**READING PASSAGE:**
In the Beginning, It Was Not So

by | May 25, 2017 | Marriage, Society, Spirituality

Quite possibly my favorite line in our marriage prep program is when we describe the fall of Adam and Eve and how sin damaged the partnership that God wanted from them. Well, not exactly the part where they sin, but what comes next: We are not stuck in sin! Jesus saves us and restores us in God’s original plan through the Sacraments.

That’s the hope of marriage, and the beauty of man and woman becoming one in the Sacrament of Matrimony. It’s restoring the broken relationship of Adam and Eve and returning it to the partnership it was meant to be. By redeeming marriage through Christ, it can actually be better than what Adam and Eve had in the garden!

So what exactly did they have in the garden before sin? They had no shame. This doesn’t mean “no embarrassment,” it means they were in perfect communion with each other because their bodies revealed their souls. Created in God’s image, they saw God in each other; God who is perfect and God who is love.

**WORK TO BE COMPLETED:**
Print the marriage post above word for word, from its title through its final sentence.

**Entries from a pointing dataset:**
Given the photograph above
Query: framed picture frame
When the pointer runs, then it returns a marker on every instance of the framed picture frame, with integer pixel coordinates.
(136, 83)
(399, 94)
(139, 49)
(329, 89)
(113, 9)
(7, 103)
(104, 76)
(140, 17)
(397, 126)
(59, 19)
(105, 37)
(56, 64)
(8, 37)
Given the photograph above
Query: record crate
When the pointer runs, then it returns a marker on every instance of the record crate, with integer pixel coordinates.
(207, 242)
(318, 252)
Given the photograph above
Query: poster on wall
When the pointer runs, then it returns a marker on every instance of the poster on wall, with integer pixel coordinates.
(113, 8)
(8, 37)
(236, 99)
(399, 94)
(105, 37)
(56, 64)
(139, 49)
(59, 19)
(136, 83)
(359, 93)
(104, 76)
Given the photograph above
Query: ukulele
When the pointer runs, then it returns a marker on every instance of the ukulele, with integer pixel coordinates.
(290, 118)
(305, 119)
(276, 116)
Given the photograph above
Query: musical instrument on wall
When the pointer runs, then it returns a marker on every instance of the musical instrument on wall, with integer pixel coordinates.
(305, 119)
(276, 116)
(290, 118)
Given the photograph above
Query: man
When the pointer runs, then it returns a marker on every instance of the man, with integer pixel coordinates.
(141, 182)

**IN RESPONSE:**
In the Beginning, It Was Not So

by | May 25, 2017 | Marriage, Society, Spirituality

Quite possibly my favorite line in our marriage prep program is when we describe the fall of Adam and Eve and how sin damaged the partnership that God wanted from them. Well, not exactly the part where they sin, but what comes next: We are not stuck in sin! Jesus saves us and restores us in God’s original plan through the Sacraments.

That’s the hope of marriage, and the beauty of man and woman becoming one in the Sacrament of Matrimony. It’s restoring the broken relationship of Adam and Eve and returning it to the partnership it was meant to be. By redeeming marriage through Christ, it can actually be better than what Adam and Eve had in the garden!

So what exactly did they have in the garden before sin? They had no shame. This doesn’t mean “no embarrassment,” it means they were in perfect communion with each other because their bodies revealed their souls. Created in God’s image, they saw God in each other; God who is perfect and God who is love.